===== Texte du document =====
Elle parle de fulgurance, de coup de foudre, de besoin inconscient d'identification, elle chemine dans les méandres de son choix; on peut s'émerveiller que son analyse ne la "conduira à n'évacuer aucune de ces hypothèses, ni leurs ambiguïtés." Mais aussi et surtout elle nous entraîne dans le choc de l'enfermement irréversible, au croisement de deux mondes, choisi, à son insu, mais pas seulement. L'angoisse qui surgit, elle l'apparente à un saut dans le vide. Elle ressent et évoque dans cet après-coup les pans de sa vie d'avant qu'elle laisse derrière elle, sa famille, la musique, le piano. (Avec lui, l'instrument, elle renouera bien plus tard, après le début de son analyse, il aura attendu 47 ans.)

Elle entreprend par la suite des études de philosophie sur une intuition de sa mère, qui pousse l'idée, alors qu'elle a jusqu'ici laissé sa fille "pousser seule", livrée à elle-même. Nous suivons pas à pas, au fil de sa vie et des signifiants qui la structure, ses cheminements de religieuse et de philosophe, sa tentative interrompue de travail sur le parcours d'Édith Stein, d'origine juive, convertie à la religion catholique puis devenue carmélite. Ou encore son voyage initiatique en Israël, sur fond de guerre du Kippour, ses découvertes cosmopolites entre le mur des lamentations et l'esplanade des mosquées, son " retour aux sources chrétiennes sur la terre de la Bible hébraïque": apprentissage de l'hébreu, découverte d'une vie communautaire de partage entre croyants de différentes appartenances religieuses et non-croyants, ponts tendus, émulation intellectuelle ressourçante, elle qui avait déjà une sensibilité exacerbée à la question juive.
===== Lignes répertoriées =====
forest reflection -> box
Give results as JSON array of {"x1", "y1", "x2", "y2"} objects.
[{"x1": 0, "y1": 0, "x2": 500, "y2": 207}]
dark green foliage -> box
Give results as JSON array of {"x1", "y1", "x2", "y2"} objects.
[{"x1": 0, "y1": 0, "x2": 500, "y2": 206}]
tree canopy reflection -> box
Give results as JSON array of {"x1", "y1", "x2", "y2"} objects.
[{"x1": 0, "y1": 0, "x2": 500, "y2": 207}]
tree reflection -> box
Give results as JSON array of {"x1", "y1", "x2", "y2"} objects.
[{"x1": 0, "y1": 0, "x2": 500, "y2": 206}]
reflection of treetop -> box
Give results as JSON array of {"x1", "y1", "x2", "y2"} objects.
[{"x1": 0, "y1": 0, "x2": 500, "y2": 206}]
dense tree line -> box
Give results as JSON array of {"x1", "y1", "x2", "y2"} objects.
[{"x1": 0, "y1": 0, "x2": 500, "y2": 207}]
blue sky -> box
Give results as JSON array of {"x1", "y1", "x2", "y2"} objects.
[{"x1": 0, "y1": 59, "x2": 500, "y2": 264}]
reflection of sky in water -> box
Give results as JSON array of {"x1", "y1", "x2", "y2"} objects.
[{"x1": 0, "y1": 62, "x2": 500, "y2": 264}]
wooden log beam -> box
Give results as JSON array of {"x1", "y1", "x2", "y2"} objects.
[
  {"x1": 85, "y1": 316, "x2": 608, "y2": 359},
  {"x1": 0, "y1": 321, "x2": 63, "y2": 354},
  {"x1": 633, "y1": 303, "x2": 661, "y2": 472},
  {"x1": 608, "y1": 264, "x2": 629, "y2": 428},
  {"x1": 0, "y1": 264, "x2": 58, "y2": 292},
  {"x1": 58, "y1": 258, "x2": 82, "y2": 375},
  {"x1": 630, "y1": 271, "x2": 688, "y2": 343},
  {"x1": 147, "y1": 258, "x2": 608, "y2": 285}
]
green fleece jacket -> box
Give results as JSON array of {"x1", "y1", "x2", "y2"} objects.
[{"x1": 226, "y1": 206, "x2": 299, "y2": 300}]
=====
# Consignes
(a) Répondez à ces questions d'après le texte sur le parcours de la religieuse philosophe :
(i) Combien d'années le piano a-t-il attendu avant qu'elle renoue avec lui ?
(ii) Sur l'intuition de qui entreprend-elle des études de philosophie ?
(iii) Sur fond de quelle guerre se déroule son voyage en Israël ?
(b) Rédigez la suite du texte sur le parcours de la religieuse philosophe, à partir de sa dernière phrase.
Les lignes forment un matériau à part, distinct du texte.

# Corrigé de l'exercice
(a)
(i) 47 ans.
(ii) Sur une intuition de sa mère.
(iii) La guerre du Kippour.

(b)
Cette expérience sera aussi celle de rencontres et de la surprise du sentiment amoureux, amour passionné et impossible avec un de ses amis proches, frère dominicain. Elle découvre sa capacité à aimer et être aimée tout en acceptant l'impossible et la contradiction de cet inattendu. Mais elle va en payer le prix cher, bien que cela ne soit pas dit ou écrit tel que je l'énonce, j'accepte de prendre le risque de me tromper en l'écrivant. Alors qu'elle décide de rester à Jérusalem et d'en faire la demande à la haute hiérarchie de son institution, sa demande est refusée, accompagnée de ces mots laconiques en guise de réponse: " vous n'êtes pas faite pour Jérusalem. Vous y êtes trop heureuse!" Fin de non-recevoir atroce et criante. Il est impossible d'aller vers son désir, il y a toujours quelqu'un pour vous en empêcher.

La révolte et le choc dévastateur qui en résultent la pousseront à s'isoler, puis à quitter l'institution à laquelle elle appartenait, enfin de prendre la décision bien des années plus tard d'entreprendre une analyse.

Avec ce refus irrévocable, une nouvelle chute, une déchirure inattendue s'ouvre; elle va réactiver son angoisse répétée de perte liée à l'absence, scène qui va se jouer dans le transfert pendant des années.

Son parcours sera fait de moments répétitifs de cette sensation de perte irrémédiable, de solitude absolue où il est impossible de faire appel à quiconque.

Elle le nomme dans sa signification freudienne "Hilflosigkeit", ce qu'elle traduit par "détresse originaire liée à la perte de l'aide."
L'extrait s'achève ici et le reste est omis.